YOUR GOAL:
Exact reproduction of every entry is required.

Saved entries:
_____
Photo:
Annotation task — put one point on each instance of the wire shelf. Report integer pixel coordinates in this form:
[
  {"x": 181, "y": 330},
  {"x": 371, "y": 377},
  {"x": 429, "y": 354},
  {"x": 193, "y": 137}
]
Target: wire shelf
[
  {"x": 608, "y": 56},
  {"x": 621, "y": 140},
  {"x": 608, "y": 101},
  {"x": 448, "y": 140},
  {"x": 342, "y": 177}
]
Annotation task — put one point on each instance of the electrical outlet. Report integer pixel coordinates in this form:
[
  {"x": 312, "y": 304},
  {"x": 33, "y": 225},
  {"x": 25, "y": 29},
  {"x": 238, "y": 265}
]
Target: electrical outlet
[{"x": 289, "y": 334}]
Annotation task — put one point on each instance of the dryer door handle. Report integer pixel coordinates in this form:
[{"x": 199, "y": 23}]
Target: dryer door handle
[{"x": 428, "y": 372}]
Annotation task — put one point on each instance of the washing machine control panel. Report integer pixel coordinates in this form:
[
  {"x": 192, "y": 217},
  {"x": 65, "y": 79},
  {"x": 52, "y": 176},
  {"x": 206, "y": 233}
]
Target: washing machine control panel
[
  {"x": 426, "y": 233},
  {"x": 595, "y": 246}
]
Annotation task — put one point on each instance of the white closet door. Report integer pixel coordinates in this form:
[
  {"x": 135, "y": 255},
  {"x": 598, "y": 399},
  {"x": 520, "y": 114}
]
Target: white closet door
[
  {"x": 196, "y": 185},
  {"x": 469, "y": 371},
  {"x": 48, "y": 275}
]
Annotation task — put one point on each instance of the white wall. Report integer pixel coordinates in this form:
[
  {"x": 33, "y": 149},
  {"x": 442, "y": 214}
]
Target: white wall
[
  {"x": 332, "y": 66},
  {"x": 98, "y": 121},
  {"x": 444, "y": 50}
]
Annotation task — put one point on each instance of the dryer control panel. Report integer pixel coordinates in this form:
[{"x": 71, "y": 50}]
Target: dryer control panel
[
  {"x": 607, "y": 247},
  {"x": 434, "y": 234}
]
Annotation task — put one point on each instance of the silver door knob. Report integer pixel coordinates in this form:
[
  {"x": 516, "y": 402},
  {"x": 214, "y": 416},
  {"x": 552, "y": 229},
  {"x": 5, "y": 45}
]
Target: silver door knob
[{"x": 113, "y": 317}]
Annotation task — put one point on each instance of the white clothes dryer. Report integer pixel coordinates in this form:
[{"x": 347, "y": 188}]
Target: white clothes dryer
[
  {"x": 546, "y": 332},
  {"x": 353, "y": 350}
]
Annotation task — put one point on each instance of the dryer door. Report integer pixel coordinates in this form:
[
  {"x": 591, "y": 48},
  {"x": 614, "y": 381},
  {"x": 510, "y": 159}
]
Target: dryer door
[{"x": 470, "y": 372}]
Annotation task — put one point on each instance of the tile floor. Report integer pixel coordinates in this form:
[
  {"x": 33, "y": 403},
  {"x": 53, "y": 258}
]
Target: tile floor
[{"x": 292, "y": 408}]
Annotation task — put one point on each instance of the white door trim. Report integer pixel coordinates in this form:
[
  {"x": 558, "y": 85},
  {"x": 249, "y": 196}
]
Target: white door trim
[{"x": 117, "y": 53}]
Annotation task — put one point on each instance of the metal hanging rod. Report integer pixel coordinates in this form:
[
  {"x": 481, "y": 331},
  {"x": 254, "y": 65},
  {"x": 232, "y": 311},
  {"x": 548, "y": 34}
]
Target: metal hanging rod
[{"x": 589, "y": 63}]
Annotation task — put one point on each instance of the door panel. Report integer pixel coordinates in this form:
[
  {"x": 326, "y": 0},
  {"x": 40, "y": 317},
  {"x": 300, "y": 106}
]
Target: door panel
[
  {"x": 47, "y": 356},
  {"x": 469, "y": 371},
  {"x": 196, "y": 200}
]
_____
YOUR SOLUTION:
Photo:
Annotation task — put one point on each instance of the wire shelf. Report integer pixel coordinates in this form:
[
  {"x": 181, "y": 330},
  {"x": 371, "y": 377},
  {"x": 429, "y": 354},
  {"x": 193, "y": 137}
]
Target: wire shelf
[
  {"x": 608, "y": 56},
  {"x": 621, "y": 140},
  {"x": 608, "y": 101},
  {"x": 448, "y": 140},
  {"x": 342, "y": 177}
]
Annotation task — put one point on each instance of the electrical outlet. Report integer pixel coordinates in this form:
[
  {"x": 312, "y": 304},
  {"x": 33, "y": 225},
  {"x": 25, "y": 29},
  {"x": 238, "y": 265}
]
Target: electrical outlet
[{"x": 289, "y": 334}]
Annotation task — put one point on each instance of the dryer door handle. Report integer pixel coordinates in this form:
[{"x": 199, "y": 23}]
Target: dryer door handle
[{"x": 428, "y": 372}]
Annotation task — put one point on each instance of the washing machine control panel. Report integer pixel coordinates in this form:
[
  {"x": 192, "y": 217},
  {"x": 65, "y": 79},
  {"x": 52, "y": 176},
  {"x": 206, "y": 233}
]
Target: washing machine control panel
[
  {"x": 426, "y": 233},
  {"x": 595, "y": 246}
]
Annotation task — put one point on each instance of the white closet door. Report integer pixel coordinates in this form:
[
  {"x": 135, "y": 255},
  {"x": 598, "y": 399},
  {"x": 520, "y": 114}
]
Target: white closet door
[
  {"x": 196, "y": 185},
  {"x": 469, "y": 371},
  {"x": 48, "y": 275}
]
Annotation task — put one point on each instance of the white wall. Report integer pixel coordinates in this form:
[
  {"x": 33, "y": 149},
  {"x": 442, "y": 214}
]
Target: white wall
[
  {"x": 332, "y": 66},
  {"x": 98, "y": 121},
  {"x": 444, "y": 50}
]
Annotation task — put one point on each instance of the dryer control panel. Report integer pixel coordinates in this form:
[{"x": 71, "y": 50}]
Target: dryer control panel
[
  {"x": 607, "y": 247},
  {"x": 434, "y": 234}
]
Annotation task — put one point on each instance of the silver door knob. Report integer pixel coordinates in this form:
[
  {"x": 516, "y": 402},
  {"x": 214, "y": 416},
  {"x": 552, "y": 229},
  {"x": 5, "y": 45}
]
Target: silver door knob
[{"x": 113, "y": 317}]
Annotation task — put one point on each instance of the white clothes dryer. Report integer pixel coordinates in this form:
[{"x": 347, "y": 188}]
Target: white clothes dryer
[
  {"x": 546, "y": 332},
  {"x": 353, "y": 350}
]
Annotation task — put one point on each instance of the dryer door. Report integer pixel coordinates in this form:
[
  {"x": 591, "y": 48},
  {"x": 614, "y": 381},
  {"x": 510, "y": 159}
]
Target: dryer door
[{"x": 470, "y": 372}]
Annotation task — put one point on each instance of the tile floor. Report integer pixel coordinates in this form:
[
  {"x": 33, "y": 403},
  {"x": 53, "y": 258}
]
Target: tile floor
[{"x": 292, "y": 408}]
Annotation task — put one point on each instance of the white door trim. Report integer pixel coordinates in this form:
[
  {"x": 558, "y": 85},
  {"x": 249, "y": 196}
]
Target: white door trim
[{"x": 117, "y": 53}]
Annotation task — put one point on each instance of the metal hanging rod. Report integer pixel coordinates in this form:
[
  {"x": 481, "y": 331},
  {"x": 254, "y": 65},
  {"x": 232, "y": 311},
  {"x": 548, "y": 34}
]
Target: metal hanging rod
[{"x": 589, "y": 63}]
Annotation task — put one point on each instance of the door panel. Report integer pixel coordinates in this form:
[
  {"x": 326, "y": 0},
  {"x": 40, "y": 317},
  {"x": 300, "y": 106}
]
Target: door panel
[
  {"x": 47, "y": 356},
  {"x": 469, "y": 371},
  {"x": 196, "y": 200}
]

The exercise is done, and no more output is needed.